Re: MAMUSIE LIPCOWO-SIERPNIOWO-WRZEŚNIOWE 2010 CZ. 38

Hej,dzisiaj pogosa piekna ale ja spedzilam caly dzien u szwagierki,zrobila mi pazurki,masaze i takie tam:P

Moj uwielba duuuuzo ludzi i hałas.Wczoraj bylismy na roczku i byl grzeczniutki,lezal sobie a wszyscy w szoku bo halas,grajace zabawki,a ten lezal i spal i mial wszystko gdzies,za to jak inne dzieci zasnely to trzeba bylo chodzic na paluszkach:P
Zreszta My juz mamy tyle imprez z Malym za soba ze poprostu uwielbia hehe

Nyzosiu,ja myje w plynie butelki i zalewam wrzatkiem ale tylko rano i wieczorem,w ciagu dnia po karmieniu odrazu myje we wrzatku pod kranem i tyle,nie ma byc co tak 'sterylnym'';)

○ ○ ○

▸ **Zadanie**
Zwróć bez zmian fragment tekstu do ćwiczenia od słów "Re: MAMUSIE LIPCOWO-SIERPNIOWO-WRZEŚNIOWE" do słów "co tak 'sterylnym'';)" włącznie.

▸ **Dane do ćwiczenia**
○ ○ ○

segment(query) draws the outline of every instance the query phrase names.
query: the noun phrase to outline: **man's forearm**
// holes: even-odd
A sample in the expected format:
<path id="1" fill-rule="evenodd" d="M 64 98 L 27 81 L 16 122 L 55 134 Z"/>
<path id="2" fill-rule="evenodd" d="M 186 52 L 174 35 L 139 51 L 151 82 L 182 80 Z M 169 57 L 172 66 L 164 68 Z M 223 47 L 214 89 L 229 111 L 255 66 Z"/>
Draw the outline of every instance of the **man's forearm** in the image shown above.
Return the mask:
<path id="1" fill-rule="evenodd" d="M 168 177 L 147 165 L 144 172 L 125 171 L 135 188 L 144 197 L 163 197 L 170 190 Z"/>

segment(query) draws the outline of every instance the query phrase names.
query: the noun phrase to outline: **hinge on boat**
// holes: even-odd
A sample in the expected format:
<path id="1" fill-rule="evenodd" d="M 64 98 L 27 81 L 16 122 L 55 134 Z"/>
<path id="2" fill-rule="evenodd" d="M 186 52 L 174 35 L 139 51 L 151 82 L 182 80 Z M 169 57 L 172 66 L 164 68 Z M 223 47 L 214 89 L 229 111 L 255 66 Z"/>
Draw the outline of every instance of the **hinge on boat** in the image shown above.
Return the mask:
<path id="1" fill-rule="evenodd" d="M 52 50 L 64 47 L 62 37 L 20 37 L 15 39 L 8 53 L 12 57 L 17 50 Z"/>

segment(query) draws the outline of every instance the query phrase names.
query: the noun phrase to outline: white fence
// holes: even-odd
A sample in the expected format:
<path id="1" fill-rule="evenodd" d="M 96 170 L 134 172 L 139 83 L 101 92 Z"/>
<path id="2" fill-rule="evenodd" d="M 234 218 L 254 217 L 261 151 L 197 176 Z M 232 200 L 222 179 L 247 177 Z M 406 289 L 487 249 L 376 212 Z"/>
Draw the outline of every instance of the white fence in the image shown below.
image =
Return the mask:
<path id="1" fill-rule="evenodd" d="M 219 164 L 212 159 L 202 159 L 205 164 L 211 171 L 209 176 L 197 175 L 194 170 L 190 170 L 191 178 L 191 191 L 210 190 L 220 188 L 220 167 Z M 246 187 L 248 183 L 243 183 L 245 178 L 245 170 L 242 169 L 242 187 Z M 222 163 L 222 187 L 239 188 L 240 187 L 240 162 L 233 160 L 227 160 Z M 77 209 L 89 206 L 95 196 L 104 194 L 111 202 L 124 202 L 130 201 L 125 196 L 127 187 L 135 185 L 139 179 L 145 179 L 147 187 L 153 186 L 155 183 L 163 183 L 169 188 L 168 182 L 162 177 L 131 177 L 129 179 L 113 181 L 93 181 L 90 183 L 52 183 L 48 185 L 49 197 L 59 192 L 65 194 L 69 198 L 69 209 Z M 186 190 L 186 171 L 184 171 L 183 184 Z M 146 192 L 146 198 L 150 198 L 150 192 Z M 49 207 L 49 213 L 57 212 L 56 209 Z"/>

○ ○ ○

▸ **Rozwiązanie zadania**
Re: MAMUSIE LIPCOWO-SIERPNIOWO-WRZEŚNIOWE 2010 CZ. 38

Hej,dzisiaj pogosa piekna ale ja spedzilam caly dzien u szwagierki,zrobila mi pazurki,masaze i takie tam:P

Moj uwielba duuuuzo ludzi i hałas.Wczoraj bylismy na roczku i byl grzeczniutki,lezal sobie a wszyscy w szoku bo halas,grajace zabawki,a ten lezal i spal i mial wszystko gdzies,za to jak inne dzieci zasnely to trzeba bylo chodzic na paluszkach:P
Zreszta My juz mamy tyle imprez z Malym za soba ze poprostu uwielbia hehe

Nyzosiu,ja myje w plynie butelki i zalewam wrzatkiem ale tylko rano i wieczorem,w ciagu dnia po karmieniu odrazu myje we wrzatku pod kranem i tyle,nie ma byc co tak 'sterylnym'';)